INSTRUÇÕES DE TRABALHO:
1. Responda com base no artigo sobre o envelhecimento da população brasileira:
(a) Quantas pessoas com mais de 65 anos as projeções indicam para 2020?
(b) Segundo o artigo, quem mais requer cuidados do sistema de saúde?
(c) Nos EUA, que parcela das despesas com saúde de um indivíduo ao longo da vida ocorre nos últimos seis meses de vida?
2. Liste todos os percentuais mencionados no artigo sobre o envelhecimento da população brasileira.

TEXTO FORNECIDO:
Título: Vem aí um Brasil mais idoso
Autor: AMÂNCIO PAULINO DE CARVALHO
Fonte: O Globo, 28/10/2004, Opinião, p. 7

A população brasileira está mudando, e envelhecendo. Projeções indicam que entre 2005 e 2020 passaremos de 10,6 milhões de pessoas com mais de 65 anos (6% do total) para 17,6 milhões (8,8% do total). Mas também aumentará o número dos que terão mais de 75 ou 80 anos.

Esse fato tem enormes repercussões para o sistema de saúde, pois são idosos os que mais requerem cuidados. Para além do aspecto humano, de prover dignidade a tantos brasileiros, há decisivas implicações econômicas. Já se evidenciou, nos EUA, que um indivíduo gera 70% das despesas com saúde em seu ciclo vital nos últimos seis meses de vida.

DADOS DE ORIGEM:

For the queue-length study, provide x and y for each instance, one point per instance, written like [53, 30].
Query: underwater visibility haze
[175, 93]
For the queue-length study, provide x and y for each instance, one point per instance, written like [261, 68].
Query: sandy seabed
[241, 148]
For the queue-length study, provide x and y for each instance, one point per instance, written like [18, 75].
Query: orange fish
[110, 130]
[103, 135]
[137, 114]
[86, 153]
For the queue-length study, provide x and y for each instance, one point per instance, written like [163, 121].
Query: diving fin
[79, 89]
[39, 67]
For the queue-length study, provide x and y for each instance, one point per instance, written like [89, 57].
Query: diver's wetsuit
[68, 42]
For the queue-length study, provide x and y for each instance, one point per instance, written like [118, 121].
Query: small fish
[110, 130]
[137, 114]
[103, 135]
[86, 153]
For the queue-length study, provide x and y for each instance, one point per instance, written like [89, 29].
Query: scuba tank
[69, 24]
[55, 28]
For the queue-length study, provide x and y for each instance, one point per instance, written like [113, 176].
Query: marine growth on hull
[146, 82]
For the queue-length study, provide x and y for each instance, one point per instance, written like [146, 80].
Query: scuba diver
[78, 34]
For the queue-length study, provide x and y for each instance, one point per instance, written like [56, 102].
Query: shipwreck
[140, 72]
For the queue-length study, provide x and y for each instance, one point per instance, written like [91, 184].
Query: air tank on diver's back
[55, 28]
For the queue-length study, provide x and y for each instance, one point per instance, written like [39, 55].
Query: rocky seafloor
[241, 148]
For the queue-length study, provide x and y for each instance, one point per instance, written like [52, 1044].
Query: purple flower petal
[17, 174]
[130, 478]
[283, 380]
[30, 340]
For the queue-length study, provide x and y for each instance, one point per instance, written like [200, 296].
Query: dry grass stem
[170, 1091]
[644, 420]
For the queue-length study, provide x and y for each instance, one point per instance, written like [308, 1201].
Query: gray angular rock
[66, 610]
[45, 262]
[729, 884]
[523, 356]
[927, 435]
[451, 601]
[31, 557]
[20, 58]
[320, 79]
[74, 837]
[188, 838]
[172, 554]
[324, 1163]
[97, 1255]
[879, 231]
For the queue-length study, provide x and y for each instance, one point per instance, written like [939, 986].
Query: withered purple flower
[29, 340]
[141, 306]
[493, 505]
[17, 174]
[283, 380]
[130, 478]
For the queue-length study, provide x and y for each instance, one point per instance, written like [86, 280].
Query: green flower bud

RESPOSTAS POR TAREFA:
1.
(a) 17,6 milhões de pessoas (8,8% do total).
(b) Os idosos.
(c) 70%.

2. 6%, 8,8%, 70%